SOURCE EXTRACT
In 2000 there were 116 apartments in the municipality. The most common apartment size was 4 rooms of which there were 38. There were 5 single room apartments and 54 apartments with five or more rooms. Of these apartments, a total of 107 apartments (92.2% of the total) were permanently occupied, while 8 apartments (6.9%) were seasonally occupied and one apartment was empty. As of 2009, the construction rate of new housing units was 0 new units per 1000 residents. The vacancy rate for the municipality, in 2010, was 0.64%.

The historical population is given in the following chart:

==Politics==
In the 2007 federal election the most popular party was the Green Party which received 22.61% of the vote. The next three most popular parties were the SVP (21.56%), the SP (19.92%) and the FDP (15.52%). In the federal election, a total of 136 votes were cast, and the voter turnout was 57.6%.

==Economy==
As of In 2010 2010, Monnaz had an unemployment rate of 3.8%. As of 2008, there were 17 people employed in the primary economic sector and about 6 businesses involved in this sector. 4 people were employed in the secondary sector and there were 3 businesses in this sector. 19 people were employed in the tertiary sector, with 9 businesses in this sector. There were 141 residents of the municipality who were employed in some capacity, of which females made up 44.7% of the workforce.

PROMPT 1
Using the text on Monnaz, decide whether each statement agrees with it. Answer yes or no for each, and quote the words that decide it.
(a) The most common apartment size in 2000 was 4 rooms.
(b) The SVP was the most popular party in the 2007 federal election.
(c) As of 2008, more people worked in the tertiary sector than in the primary sector.
PROMPT 2
Answer these questions from the text on Monnaz:
(a) How many apartments were seasonally occupied in 2000?
(b) What was the voter turnout in the 2007 federal election?
(c) How many businesses were in the secondary sector as of 2008?

DATA SECTION
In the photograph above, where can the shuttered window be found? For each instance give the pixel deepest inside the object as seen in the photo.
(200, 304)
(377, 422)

RESPONSE AREA 1
(a) Yes: "The most common apartment size was 4 rooms of which there were 38."
(b) No: "the most popular party was the Green Party which received 22.61% of the vote."
(c) Yes: "there were 17 people employed in the primary economic sector" and "19 people were employed in the tertiary sector"

RESPONSE AREA 2
(a) 8 apartments (6.9%)
(b) 57.6%
(c) 3 businesses